**Exercise aim**
Write out exactly the lines running from the one with "Task: put a dot on each instance of the smiling face" to the last line of the entries, keeping both the first and the last.

Data items

+---+

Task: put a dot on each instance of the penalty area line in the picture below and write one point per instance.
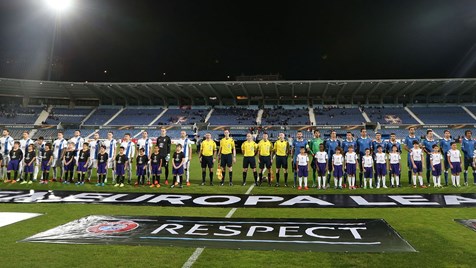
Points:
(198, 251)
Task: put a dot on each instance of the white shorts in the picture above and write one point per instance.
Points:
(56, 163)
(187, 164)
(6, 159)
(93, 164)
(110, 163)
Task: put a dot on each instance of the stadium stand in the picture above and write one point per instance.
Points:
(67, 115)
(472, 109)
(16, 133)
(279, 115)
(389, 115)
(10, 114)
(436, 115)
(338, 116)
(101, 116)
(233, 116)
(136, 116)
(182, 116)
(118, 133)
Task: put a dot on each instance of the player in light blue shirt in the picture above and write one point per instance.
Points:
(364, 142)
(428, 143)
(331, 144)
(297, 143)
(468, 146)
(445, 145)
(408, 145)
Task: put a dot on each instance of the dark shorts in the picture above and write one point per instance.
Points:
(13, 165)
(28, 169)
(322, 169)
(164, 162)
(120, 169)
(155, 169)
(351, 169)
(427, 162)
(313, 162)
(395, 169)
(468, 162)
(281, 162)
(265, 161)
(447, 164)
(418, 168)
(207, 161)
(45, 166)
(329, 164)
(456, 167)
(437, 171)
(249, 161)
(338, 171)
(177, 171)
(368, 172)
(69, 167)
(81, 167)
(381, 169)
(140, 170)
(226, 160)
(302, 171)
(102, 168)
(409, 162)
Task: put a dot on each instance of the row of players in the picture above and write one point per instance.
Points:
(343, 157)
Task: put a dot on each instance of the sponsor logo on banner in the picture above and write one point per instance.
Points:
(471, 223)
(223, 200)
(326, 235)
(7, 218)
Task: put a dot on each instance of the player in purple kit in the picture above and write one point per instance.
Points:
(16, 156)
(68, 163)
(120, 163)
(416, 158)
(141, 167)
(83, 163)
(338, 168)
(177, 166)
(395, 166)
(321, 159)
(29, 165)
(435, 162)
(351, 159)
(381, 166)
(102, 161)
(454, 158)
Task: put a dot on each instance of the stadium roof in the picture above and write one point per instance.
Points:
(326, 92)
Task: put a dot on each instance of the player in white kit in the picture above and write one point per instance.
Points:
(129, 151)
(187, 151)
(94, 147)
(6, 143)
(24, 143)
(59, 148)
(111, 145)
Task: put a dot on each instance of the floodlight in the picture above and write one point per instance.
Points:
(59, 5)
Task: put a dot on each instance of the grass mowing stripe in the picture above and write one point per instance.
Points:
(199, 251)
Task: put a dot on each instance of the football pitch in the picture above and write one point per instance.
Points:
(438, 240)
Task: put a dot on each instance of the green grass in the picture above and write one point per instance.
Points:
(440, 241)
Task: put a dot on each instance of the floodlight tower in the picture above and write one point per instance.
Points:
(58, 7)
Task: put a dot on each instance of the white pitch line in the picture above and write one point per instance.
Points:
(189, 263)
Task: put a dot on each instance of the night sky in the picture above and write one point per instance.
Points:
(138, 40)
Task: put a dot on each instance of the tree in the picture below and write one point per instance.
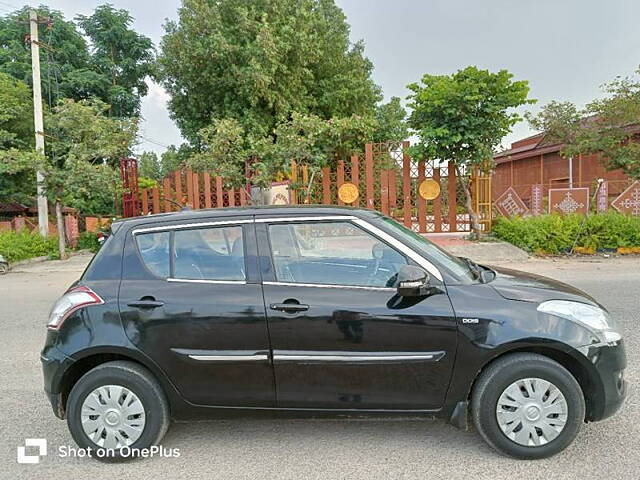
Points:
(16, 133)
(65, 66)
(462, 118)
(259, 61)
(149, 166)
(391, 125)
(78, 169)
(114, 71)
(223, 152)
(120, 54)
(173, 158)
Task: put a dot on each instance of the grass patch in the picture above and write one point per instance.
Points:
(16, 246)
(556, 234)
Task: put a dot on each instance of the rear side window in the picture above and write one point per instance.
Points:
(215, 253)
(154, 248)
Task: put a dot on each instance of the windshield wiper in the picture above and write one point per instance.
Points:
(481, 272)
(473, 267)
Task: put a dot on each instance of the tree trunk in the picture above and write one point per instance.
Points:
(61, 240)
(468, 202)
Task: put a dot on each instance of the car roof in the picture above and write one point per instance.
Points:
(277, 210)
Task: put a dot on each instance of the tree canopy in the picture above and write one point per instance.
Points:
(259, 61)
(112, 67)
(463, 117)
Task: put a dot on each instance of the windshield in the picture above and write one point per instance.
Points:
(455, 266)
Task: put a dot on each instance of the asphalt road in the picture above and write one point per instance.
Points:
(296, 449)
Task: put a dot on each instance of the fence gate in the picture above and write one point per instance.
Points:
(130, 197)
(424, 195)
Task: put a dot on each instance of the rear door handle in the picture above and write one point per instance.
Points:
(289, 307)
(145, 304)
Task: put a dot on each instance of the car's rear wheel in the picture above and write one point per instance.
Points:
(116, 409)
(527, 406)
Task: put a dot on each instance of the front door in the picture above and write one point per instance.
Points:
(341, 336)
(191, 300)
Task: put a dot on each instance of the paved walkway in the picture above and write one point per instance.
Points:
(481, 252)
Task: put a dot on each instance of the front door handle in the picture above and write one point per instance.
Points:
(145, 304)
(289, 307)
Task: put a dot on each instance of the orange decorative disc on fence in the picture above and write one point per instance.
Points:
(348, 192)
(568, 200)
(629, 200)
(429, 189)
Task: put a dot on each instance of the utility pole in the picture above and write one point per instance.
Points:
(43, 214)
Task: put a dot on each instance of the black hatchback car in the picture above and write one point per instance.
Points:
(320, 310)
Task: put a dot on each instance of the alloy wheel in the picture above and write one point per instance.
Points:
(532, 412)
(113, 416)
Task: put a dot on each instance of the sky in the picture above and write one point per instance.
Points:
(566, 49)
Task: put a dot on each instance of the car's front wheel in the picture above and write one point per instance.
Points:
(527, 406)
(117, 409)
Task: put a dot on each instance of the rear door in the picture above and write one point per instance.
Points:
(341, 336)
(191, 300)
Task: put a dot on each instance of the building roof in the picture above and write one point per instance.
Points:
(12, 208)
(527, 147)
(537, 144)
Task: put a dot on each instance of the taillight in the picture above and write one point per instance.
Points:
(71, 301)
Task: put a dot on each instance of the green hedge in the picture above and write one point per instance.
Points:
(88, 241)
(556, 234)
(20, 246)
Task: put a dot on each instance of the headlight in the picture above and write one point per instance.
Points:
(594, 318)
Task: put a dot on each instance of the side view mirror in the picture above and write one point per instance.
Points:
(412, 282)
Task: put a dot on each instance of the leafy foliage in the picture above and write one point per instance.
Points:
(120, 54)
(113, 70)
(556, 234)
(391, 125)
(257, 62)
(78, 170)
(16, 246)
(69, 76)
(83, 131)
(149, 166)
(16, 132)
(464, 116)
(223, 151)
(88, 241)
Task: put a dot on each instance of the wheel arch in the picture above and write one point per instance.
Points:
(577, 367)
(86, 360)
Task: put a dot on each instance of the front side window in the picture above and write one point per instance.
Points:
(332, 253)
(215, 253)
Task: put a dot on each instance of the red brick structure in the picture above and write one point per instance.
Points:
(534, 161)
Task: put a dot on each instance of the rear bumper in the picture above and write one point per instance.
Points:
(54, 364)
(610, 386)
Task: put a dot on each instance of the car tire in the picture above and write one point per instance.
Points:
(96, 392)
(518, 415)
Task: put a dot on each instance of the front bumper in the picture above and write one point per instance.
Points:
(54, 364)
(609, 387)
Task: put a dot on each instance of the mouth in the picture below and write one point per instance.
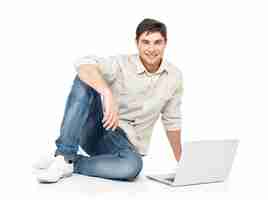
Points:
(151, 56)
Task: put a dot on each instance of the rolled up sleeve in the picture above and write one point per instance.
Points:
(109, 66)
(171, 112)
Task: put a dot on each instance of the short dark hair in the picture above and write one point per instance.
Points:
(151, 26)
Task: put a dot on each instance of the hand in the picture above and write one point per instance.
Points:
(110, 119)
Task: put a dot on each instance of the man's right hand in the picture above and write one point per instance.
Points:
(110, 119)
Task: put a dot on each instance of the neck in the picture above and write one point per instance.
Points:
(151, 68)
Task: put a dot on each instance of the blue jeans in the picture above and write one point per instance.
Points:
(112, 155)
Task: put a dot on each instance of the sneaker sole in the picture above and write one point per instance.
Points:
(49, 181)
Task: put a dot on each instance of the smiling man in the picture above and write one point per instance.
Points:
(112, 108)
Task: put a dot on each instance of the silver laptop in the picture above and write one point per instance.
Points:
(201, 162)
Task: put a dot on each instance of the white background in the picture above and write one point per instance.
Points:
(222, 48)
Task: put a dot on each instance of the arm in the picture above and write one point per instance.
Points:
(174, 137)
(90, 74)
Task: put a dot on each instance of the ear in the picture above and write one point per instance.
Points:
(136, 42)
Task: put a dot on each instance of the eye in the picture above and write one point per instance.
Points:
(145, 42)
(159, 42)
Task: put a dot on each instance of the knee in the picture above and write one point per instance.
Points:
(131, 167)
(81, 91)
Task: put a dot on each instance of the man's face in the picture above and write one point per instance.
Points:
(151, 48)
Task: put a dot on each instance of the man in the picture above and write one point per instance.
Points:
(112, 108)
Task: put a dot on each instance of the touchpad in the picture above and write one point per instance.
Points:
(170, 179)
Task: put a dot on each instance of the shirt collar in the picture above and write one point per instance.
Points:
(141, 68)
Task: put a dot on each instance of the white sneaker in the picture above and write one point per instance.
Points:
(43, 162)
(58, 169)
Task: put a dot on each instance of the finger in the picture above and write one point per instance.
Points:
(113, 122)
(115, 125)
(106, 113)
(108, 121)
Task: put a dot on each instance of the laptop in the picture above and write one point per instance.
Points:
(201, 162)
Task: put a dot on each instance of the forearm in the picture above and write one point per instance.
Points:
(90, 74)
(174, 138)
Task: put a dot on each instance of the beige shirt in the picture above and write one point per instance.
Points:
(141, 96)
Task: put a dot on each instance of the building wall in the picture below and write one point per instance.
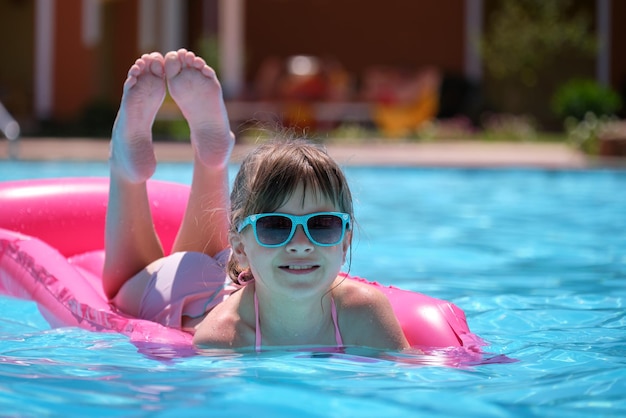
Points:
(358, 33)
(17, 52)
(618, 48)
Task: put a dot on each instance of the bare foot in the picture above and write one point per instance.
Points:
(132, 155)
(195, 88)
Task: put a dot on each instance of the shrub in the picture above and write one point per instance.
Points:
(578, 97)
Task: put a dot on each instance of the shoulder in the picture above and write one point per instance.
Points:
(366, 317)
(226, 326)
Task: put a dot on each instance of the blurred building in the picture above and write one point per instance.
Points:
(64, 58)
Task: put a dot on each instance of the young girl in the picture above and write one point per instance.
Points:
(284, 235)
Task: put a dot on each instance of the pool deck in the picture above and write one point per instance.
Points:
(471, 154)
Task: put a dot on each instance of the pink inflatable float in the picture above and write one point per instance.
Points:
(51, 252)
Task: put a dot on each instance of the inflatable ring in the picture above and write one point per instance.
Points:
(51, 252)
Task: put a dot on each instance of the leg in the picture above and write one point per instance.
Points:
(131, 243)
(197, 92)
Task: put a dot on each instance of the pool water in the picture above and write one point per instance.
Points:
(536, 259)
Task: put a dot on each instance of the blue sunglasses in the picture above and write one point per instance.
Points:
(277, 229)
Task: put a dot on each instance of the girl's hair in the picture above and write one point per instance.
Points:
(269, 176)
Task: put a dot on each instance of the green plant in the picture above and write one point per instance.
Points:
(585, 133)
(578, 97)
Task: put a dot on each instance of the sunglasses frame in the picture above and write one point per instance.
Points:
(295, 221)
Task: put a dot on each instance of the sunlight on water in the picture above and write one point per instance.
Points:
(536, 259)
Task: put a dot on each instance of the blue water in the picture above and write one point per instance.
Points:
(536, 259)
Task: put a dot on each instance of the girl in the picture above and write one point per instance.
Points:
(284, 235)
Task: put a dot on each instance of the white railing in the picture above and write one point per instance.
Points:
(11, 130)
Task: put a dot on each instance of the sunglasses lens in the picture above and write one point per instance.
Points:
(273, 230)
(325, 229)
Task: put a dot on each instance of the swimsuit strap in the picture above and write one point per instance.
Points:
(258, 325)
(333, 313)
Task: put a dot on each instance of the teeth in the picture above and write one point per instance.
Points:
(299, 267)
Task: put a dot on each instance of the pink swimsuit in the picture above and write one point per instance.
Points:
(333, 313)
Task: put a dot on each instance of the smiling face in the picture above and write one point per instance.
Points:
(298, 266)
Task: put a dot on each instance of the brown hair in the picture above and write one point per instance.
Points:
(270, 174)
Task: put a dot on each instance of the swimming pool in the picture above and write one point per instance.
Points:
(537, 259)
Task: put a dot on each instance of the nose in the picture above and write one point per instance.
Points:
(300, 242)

+---+

**Task output**
Task: put a dot on each instance of the smiling face in the picture above and write one point per instance.
Points:
(298, 266)
Task: put a dot on each instance of the brown hair in the picture above and write one point per instance.
Points:
(270, 174)
Task: put a dot on each instance of the swimming pool in the picture above and write one point per instance.
Points:
(537, 259)
Task: put a dot on each instance of the nose in the picture above and write one point per instance.
Points:
(300, 242)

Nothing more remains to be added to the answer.